▶ _Request_:
In the listing below, please print the line that contains "the american coot?" and every line that follows it, exactly.

▶ _Given data_:
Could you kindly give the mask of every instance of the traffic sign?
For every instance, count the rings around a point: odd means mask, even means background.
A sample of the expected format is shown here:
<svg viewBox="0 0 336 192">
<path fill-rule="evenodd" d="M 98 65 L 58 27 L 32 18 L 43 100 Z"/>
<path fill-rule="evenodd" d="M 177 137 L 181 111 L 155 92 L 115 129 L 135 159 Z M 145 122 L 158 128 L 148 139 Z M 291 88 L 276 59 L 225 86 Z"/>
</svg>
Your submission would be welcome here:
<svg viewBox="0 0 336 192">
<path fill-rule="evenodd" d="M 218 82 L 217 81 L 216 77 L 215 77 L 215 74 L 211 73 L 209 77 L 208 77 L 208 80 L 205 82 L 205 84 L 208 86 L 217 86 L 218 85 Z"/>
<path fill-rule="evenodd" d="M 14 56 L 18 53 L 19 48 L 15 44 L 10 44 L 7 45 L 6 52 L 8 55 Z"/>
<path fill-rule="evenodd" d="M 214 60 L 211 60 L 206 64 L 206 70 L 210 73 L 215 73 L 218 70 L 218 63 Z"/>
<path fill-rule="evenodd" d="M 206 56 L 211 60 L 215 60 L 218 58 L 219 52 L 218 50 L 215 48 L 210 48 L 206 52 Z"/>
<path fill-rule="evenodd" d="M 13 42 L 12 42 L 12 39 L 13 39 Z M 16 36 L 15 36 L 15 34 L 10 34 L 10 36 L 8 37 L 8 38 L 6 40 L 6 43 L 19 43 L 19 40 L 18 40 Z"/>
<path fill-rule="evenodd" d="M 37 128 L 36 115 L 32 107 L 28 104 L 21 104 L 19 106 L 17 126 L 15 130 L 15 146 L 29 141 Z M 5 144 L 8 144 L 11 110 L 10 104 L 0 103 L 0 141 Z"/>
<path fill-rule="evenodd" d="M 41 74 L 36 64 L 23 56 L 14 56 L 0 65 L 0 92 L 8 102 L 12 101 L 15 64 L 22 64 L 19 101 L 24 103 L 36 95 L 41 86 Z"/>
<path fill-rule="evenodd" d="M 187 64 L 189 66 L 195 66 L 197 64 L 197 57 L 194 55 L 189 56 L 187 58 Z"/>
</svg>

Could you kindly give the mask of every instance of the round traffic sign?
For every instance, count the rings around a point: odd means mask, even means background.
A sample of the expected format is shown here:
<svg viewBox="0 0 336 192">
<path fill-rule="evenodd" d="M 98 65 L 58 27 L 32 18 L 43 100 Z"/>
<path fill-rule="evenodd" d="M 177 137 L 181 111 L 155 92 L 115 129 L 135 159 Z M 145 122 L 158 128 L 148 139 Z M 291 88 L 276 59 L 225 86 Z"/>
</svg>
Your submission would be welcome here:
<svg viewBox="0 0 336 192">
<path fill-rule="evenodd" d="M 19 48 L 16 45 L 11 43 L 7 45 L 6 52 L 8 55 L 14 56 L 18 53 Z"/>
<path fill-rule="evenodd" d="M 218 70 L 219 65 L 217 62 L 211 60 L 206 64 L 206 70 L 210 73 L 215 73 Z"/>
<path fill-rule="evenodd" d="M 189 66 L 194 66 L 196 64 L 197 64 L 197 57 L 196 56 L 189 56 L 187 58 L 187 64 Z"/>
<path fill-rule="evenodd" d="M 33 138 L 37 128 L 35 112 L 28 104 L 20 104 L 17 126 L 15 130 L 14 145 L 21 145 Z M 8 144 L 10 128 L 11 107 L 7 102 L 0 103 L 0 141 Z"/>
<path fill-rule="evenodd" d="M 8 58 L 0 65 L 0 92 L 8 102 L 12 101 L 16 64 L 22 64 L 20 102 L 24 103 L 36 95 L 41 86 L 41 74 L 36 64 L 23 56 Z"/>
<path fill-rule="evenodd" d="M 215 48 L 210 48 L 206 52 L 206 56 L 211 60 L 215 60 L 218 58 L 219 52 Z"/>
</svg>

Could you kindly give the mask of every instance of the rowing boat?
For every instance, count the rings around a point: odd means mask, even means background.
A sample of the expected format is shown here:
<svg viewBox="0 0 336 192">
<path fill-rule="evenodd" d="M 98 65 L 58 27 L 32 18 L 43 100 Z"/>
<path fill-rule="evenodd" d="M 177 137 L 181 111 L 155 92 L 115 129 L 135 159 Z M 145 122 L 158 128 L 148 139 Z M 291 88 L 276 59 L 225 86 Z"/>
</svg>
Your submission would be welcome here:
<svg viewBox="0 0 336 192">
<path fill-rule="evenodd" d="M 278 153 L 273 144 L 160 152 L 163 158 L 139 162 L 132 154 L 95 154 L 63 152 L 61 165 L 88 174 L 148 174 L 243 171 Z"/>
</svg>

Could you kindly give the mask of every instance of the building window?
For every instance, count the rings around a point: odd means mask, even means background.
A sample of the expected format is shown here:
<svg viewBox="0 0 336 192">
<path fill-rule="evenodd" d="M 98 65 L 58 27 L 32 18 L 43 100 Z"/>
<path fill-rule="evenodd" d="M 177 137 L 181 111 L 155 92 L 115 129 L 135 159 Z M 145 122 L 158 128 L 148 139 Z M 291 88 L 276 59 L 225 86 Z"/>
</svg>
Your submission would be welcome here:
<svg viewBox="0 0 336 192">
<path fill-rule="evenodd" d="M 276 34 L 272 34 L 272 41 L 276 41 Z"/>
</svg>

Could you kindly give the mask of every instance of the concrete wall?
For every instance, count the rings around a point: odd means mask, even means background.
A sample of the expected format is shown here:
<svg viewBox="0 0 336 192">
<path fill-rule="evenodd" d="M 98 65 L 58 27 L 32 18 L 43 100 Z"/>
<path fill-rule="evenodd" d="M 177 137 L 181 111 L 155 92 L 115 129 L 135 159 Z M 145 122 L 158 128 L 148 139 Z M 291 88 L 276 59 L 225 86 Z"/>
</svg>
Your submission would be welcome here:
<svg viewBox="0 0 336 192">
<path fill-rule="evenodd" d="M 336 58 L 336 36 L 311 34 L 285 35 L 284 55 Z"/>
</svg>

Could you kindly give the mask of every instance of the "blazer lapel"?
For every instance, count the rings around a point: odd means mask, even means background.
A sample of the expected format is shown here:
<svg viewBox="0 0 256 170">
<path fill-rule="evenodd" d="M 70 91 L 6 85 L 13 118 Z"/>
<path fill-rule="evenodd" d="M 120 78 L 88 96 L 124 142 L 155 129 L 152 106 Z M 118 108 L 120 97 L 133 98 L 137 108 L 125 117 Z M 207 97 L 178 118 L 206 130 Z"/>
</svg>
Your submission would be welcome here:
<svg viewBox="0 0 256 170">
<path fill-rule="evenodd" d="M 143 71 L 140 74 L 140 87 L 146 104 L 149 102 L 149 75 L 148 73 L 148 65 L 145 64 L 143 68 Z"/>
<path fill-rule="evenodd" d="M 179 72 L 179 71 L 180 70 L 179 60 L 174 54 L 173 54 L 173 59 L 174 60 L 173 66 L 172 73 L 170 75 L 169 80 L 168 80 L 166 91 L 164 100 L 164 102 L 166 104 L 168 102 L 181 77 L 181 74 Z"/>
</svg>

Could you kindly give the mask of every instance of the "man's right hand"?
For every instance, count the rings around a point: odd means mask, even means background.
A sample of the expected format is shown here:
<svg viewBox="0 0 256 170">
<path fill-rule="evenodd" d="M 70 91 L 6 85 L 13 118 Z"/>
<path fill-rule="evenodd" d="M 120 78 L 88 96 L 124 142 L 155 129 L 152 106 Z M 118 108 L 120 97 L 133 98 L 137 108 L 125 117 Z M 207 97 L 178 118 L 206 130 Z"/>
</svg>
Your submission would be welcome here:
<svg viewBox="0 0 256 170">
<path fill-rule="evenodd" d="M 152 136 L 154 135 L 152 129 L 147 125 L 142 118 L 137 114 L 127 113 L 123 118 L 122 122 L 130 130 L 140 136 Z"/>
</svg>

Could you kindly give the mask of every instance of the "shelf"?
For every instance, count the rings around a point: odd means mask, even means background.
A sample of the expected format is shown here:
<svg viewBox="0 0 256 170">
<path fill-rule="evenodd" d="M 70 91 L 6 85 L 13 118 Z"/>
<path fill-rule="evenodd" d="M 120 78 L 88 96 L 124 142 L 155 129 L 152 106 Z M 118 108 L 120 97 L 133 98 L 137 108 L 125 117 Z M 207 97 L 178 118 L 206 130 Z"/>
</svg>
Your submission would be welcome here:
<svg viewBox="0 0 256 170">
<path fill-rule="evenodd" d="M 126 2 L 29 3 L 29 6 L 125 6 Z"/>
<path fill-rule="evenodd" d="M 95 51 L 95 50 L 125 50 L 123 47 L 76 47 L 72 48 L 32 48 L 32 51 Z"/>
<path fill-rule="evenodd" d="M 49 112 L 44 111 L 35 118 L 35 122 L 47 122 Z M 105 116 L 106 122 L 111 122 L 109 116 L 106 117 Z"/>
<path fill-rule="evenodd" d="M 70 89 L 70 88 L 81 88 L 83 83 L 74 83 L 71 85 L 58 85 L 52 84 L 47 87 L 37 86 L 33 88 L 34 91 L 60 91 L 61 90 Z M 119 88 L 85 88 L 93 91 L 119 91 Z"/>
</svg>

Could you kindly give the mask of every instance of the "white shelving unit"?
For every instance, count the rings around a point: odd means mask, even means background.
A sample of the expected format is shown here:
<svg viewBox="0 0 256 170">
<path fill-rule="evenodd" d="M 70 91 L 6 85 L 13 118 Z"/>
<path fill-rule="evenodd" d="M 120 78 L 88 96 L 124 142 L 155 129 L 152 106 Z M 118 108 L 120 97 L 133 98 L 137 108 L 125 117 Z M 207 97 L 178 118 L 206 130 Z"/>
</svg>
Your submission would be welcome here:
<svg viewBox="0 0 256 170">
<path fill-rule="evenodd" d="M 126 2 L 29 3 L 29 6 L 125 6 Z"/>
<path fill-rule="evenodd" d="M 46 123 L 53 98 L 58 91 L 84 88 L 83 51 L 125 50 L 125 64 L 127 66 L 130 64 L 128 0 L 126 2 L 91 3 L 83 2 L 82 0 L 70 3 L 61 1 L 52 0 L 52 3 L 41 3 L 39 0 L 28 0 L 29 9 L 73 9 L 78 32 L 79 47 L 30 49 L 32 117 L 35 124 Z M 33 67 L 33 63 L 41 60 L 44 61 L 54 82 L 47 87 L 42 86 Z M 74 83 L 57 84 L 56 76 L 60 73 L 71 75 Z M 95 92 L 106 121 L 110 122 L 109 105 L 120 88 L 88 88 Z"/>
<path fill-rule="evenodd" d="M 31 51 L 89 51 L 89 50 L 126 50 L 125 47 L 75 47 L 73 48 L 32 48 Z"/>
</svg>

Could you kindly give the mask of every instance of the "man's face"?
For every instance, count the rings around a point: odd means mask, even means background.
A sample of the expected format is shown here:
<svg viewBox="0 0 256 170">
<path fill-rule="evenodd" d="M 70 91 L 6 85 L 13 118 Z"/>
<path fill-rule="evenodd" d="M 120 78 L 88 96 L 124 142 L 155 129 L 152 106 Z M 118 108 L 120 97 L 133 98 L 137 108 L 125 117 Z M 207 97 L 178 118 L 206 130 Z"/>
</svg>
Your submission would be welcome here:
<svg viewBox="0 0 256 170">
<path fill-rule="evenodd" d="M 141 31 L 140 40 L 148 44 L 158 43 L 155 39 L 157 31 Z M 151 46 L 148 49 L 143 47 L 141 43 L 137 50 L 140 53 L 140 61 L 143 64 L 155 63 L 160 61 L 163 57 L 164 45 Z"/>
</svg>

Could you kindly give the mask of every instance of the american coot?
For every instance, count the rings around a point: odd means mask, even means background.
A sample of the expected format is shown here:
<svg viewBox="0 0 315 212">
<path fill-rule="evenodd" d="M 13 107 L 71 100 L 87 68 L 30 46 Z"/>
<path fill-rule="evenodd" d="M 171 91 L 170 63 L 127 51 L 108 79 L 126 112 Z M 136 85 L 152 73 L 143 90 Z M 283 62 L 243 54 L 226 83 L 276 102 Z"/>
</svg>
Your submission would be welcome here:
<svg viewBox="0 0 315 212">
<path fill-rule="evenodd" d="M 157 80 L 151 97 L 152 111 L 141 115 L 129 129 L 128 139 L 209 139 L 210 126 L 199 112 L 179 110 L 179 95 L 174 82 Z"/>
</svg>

▶ _Result of the task_:
Could you kindly give the mask of every instance of the american coot?
For every instance, count the rings around a point: odd means mask, even means background.
A sample of the expected format is shown here:
<svg viewBox="0 0 315 212">
<path fill-rule="evenodd" d="M 13 107 L 71 100 L 87 68 L 30 46 Z"/>
<path fill-rule="evenodd" d="M 171 91 L 170 63 L 127 51 L 108 79 L 126 112 Z M 136 85 L 152 73 L 143 90 Z M 283 62 L 243 54 L 226 83 L 276 102 Z"/>
</svg>
Your submission would be welcome here:
<svg viewBox="0 0 315 212">
<path fill-rule="evenodd" d="M 157 80 L 151 97 L 152 111 L 141 115 L 129 129 L 128 139 L 209 139 L 210 126 L 199 112 L 179 110 L 179 95 L 174 82 Z"/>
</svg>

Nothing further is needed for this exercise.